** Actions to take **
a - In the article on HIV testing, what is the chlamydia rate for female teens aged 15-19 in Philadelphia?
b - Repeat the HIV testing article from "The U.S. has" to "the most vulnerable.".
c - Write what comes next in the article on HIV testing among adolescents, after its last sentence.

Missed Opportunities in HIV Testing: Innovations to Support Pediatricians

teenagers laughing outside

The U.S. has over 1 million cases of HIV and around 40,000 new diagnoses per year, 20% of which are among adolescents. While there are effective prevention methods, such as HIV pre-exposure prophylaxis (PrEP), uptake is low and new cases are still on the rise. In 2019, the U.S. government launched “End the HIV Epidemic: A Plan for America,” with the aim of decreasing new HIV infections in the U.S. by 75% in five years and 90% by 2030.  The plan laid out four pillars to reduce infection, the first of which is to improve early HIV diagnosis by increasing testing rates among the most vulnerable.

Adolescents with sexually transmitted infections (STIs) are at high risk for HIV due to both unprotected sex and local changes in the genital tract that make the tissue more susceptible to HIV. Philadelphia’s teens are among those at highest risk for HIV due to the city’s high rates of STIs. For example, the national rate of chlamydia is 3.3% for female teens 15-19 years old, while in Philadelphia, the rate is 6.9%. In addition, our adolescent primary care patients at Children’s Hospital of Philadelphia have high test positivity rates of chlamydia, gonorrhea, trichomoniasis and syphilis. With our sights set on reducing new HIV diagnoses, how and where can we improve testing rates and establish more consistent comprehensive prevention for these youth in our community?

** Study material **
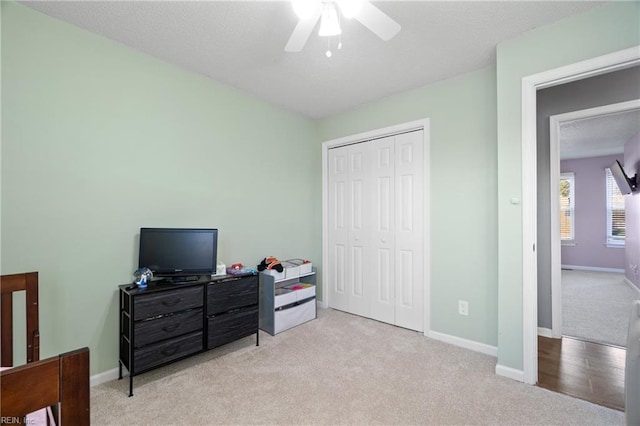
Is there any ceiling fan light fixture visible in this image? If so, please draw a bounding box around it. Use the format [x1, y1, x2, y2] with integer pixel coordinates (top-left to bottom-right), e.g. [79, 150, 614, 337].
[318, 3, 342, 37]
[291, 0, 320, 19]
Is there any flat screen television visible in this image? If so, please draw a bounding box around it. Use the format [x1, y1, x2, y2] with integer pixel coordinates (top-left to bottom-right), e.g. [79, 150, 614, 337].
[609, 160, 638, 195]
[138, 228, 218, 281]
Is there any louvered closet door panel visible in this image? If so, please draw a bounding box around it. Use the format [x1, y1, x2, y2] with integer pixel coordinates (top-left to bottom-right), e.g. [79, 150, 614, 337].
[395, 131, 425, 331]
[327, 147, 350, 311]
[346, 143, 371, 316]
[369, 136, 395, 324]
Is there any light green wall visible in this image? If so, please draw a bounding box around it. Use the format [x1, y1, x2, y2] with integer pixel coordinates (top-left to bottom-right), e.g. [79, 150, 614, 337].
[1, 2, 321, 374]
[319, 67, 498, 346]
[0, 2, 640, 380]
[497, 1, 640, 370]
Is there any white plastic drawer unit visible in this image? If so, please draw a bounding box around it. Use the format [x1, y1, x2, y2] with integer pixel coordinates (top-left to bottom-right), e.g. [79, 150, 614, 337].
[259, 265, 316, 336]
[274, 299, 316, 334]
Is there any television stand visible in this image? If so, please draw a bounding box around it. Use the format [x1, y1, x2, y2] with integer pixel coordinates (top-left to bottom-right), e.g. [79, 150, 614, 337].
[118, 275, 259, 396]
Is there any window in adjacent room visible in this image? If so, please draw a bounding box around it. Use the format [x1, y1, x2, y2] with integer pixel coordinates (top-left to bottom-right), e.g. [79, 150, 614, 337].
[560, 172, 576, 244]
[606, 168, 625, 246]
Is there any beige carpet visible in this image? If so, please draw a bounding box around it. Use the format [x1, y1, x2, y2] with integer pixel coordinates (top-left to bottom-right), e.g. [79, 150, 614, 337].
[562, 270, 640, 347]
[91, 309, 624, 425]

...

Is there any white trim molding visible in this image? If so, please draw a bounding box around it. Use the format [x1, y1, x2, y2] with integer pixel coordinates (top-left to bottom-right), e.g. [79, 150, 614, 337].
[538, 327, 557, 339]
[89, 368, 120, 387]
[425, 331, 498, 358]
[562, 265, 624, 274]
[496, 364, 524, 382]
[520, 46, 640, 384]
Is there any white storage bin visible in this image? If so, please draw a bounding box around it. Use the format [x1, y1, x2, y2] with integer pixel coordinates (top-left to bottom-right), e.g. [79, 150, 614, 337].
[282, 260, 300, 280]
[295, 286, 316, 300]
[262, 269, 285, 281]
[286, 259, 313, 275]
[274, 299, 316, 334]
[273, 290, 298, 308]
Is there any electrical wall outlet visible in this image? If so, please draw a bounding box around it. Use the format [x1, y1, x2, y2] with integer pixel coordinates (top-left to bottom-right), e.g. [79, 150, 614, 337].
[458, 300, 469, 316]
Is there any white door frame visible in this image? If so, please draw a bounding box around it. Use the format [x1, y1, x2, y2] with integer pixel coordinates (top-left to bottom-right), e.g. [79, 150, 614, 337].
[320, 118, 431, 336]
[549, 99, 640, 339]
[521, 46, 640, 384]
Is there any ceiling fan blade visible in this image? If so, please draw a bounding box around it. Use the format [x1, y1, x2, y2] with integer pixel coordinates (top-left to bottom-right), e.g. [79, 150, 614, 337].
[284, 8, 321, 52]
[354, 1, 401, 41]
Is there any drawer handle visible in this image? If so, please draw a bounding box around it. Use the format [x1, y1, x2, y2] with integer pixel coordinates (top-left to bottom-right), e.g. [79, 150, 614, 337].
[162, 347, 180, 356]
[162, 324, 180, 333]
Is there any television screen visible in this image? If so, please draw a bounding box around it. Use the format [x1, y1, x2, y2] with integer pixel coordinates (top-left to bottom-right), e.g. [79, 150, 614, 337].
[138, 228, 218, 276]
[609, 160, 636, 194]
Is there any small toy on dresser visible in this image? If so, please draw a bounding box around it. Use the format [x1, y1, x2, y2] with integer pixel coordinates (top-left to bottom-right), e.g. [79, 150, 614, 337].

** Responses per task **
a - 6.9%

b -
The U.S. has over 1 million cases of HIV and around 40,000 new diagnoses per year, 20% of which are among adolescents. While there are effective prevention methods, such as HIV pre-exposure prophylaxis (PrEP), uptake is low and new cases are still on the rise. In 2019, the U.S. government launched “End the HIV Epidemic: A Plan for America,” with the aim of decreasing new HIV infections in the U.S. by 75% in five years and 90% by 2030.  The plan laid out four pillars to reduce infection, the first of which is to improve early HIV diagnosis by increasing testing rates among the most vulnerable.

c -
Through our research, published this month in Pediatrics, we identified missed opportunities for HIV testing when teens presented with a new STI in primary care and family planning clinics. With every STI, a patient becomes more at risk for contracting HIV and should, therefore, be tested for HIV after each new STI diagnosis. In our study, we found that only about half of youth received HIV testing within three months of a STI infection, a time when they are most vulnerable to an HIV infection.

Surprisingly, teens that were primary care patients at these clinics were around 50% more likely to be tested for HIV when they had an STI, compared to those who were solely receiving sexual health care at the clinics. It could be that teens who have developed a relationship with providers or feel more comfortable in a clinic setting receive better sexual health care than those who are walk-in patients. These findings highlight the importance of doctor-patient relationships within primary care and illuminate the benefits of connecting adolescents seeking sexual health care to primary care. If we encourage clinicians to build relationships and trust in the health care system with HIV-vulnerable teens, we can expand the capacity for comprehensive health promotion.

However, expecting primary care providers to deliver comprehensive sexual health care to patients could place strain on providers’ time. Clinicians may have limited capacity for getting to know a patient’s sexual health needs and STI history in addition to providing general wellness care.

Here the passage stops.